— Begin —

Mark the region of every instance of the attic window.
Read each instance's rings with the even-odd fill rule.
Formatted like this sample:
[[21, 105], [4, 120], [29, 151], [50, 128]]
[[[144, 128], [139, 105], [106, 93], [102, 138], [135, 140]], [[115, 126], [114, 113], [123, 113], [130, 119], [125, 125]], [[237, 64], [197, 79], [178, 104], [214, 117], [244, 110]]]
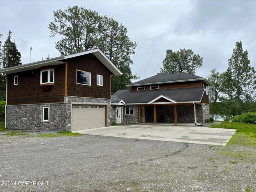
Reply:
[[42, 70], [40, 73], [40, 84], [54, 83], [54, 70]]
[[18, 85], [18, 75], [14, 76], [14, 85]]
[[76, 83], [91, 85], [91, 73], [76, 70]]
[[158, 85], [154, 85], [154, 86], [150, 86], [150, 90], [154, 89], [159, 89], [159, 86]]
[[140, 87], [137, 88], [137, 91], [144, 91], [145, 90], [145, 87]]

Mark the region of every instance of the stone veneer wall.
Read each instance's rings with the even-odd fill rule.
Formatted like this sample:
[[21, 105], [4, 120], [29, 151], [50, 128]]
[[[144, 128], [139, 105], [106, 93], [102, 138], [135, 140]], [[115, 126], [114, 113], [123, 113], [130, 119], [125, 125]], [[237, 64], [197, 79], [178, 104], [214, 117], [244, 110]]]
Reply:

— End —

### Task to carry out
Present the lines above as a Markdown table with a Row column for the row number and a Line text column for each line, skipping any blank lines. Omit the picture from the table.

### Output of the exercise
| Row | Line text |
|---|---|
| 1 | Mark the region of every instance of the attic window. |
| 2 | Read each instance's rings with the even-odd fill rule. |
| 3 | Formatted like this sample: |
| 4 | [[21, 105], [4, 120], [29, 151], [50, 128]] |
| 5 | [[[144, 128], [139, 105], [106, 93], [102, 138], [135, 140]], [[115, 126], [114, 113], [123, 113], [130, 119], [125, 125]], [[237, 64], [197, 79], [178, 104], [214, 117], [244, 110]]] |
| 6 | Reply: |
| 7 | [[42, 70], [40, 73], [40, 84], [54, 83], [54, 70]] |
| 8 | [[18, 85], [18, 75], [14, 76], [14, 85]] |
| 9 | [[76, 83], [91, 85], [91, 73], [76, 70]] |
| 10 | [[158, 85], [154, 85], [154, 86], [150, 86], [150, 90], [154, 89], [159, 89], [159, 86]] |
| 11 | [[140, 87], [137, 88], [137, 91], [144, 91], [145, 90], [145, 87]] |
| 12 | Mark the region of every instance of the stone veneer wall. |
| 13 | Read each instance's rings with the even-odd fill rule. |
| 14 | Formatted like this sample: |
| 15 | [[21, 105], [4, 120], [29, 151], [50, 128]] |
| 16 | [[[144, 128], [139, 105], [106, 93], [102, 138], [135, 140]], [[115, 126], [114, 113], [123, 113], [130, 119], [125, 125]], [[237, 64], [197, 79], [178, 104], [214, 117], [244, 110]]] |
| 17 | Reply: |